- [Directions for this task]
Beginning at the line that contains "263V251L353 252L325 270L300" and ending at the last line of the records below, retype each line exactly and add nothing.

- [Given data]
☆ ☆ ☆ ☆

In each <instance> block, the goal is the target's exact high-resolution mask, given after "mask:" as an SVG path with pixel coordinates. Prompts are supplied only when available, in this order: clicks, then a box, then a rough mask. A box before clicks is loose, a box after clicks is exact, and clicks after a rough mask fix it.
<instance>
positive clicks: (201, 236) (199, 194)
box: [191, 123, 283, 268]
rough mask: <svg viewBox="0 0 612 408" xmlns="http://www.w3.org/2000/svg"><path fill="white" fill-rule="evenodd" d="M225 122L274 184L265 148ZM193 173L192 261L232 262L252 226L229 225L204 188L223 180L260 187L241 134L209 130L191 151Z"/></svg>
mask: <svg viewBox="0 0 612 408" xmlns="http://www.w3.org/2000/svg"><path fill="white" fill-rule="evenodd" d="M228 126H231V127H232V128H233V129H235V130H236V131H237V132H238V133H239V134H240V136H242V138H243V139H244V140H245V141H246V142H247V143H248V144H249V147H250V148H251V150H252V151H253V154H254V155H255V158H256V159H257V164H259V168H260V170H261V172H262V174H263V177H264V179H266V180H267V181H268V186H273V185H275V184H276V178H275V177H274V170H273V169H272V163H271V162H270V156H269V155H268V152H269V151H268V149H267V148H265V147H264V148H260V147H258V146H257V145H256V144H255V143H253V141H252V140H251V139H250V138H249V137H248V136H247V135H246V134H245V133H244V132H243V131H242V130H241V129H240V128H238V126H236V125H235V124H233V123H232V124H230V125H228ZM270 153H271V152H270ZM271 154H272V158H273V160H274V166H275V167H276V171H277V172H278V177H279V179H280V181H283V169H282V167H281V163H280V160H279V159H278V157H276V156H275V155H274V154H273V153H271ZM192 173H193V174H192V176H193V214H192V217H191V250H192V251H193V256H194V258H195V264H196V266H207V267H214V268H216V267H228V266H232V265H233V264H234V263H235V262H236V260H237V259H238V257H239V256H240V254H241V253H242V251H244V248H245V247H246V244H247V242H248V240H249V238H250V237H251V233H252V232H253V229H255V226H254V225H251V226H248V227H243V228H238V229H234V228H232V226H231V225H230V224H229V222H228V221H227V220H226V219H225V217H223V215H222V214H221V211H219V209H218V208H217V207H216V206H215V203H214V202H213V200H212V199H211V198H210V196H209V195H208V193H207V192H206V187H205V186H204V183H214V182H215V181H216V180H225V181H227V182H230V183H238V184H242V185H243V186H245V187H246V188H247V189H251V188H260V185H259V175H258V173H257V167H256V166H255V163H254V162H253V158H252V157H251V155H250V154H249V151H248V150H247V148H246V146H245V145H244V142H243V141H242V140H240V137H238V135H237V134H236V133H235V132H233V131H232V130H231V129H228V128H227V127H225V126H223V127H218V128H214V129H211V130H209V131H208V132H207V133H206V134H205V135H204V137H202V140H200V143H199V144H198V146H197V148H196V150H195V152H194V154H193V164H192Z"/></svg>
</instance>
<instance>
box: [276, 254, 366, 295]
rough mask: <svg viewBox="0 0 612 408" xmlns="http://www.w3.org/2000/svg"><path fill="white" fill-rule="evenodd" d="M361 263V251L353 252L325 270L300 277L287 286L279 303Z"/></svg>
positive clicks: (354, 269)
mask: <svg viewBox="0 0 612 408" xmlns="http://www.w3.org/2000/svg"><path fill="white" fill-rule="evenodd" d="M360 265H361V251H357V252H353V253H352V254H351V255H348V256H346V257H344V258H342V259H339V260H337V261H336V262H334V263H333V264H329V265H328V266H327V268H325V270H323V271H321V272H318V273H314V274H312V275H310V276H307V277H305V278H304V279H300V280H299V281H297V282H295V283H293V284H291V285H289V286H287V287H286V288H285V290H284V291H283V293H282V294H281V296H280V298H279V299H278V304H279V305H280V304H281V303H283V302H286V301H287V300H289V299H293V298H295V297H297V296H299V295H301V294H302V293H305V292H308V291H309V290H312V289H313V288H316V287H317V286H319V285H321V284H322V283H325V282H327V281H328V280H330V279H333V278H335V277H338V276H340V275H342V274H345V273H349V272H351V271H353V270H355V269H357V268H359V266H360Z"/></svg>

☆ ☆ ☆ ☆

- [Task result]
rough mask: <svg viewBox="0 0 612 408" xmlns="http://www.w3.org/2000/svg"><path fill="white" fill-rule="evenodd" d="M361 263V251L353 252L325 270L300 277L287 286L279 303Z"/></svg>
positive clicks: (354, 269)
mask: <svg viewBox="0 0 612 408" xmlns="http://www.w3.org/2000/svg"><path fill="white" fill-rule="evenodd" d="M360 265H361V251H357V252H353V253H352V254H351V255H348V256H346V257H344V258H342V259H339V260H337V261H336V262H334V263H333V264H329V265H328V266H327V268H325V270H323V271H321V272H318V273H314V274H312V275H310V276H307V277H305V278H304V279H300V280H299V281H297V282H295V283H293V284H291V285H289V286H287V287H286V288H285V290H284V291H283V293H282V294H281V296H280V298H279V299H278V304H279V305H280V304H281V303H283V302H286V301H287V300H289V299H293V298H295V297H297V296H299V295H301V294H302V293H305V292H308V291H309V290H312V289H313V288H316V287H317V286H319V285H321V284H322V283H325V282H327V281H328V280H330V279H333V278H335V277H338V276H340V275H342V274H345V273H349V272H351V271H353V270H355V269H357V268H359V266H360Z"/></svg>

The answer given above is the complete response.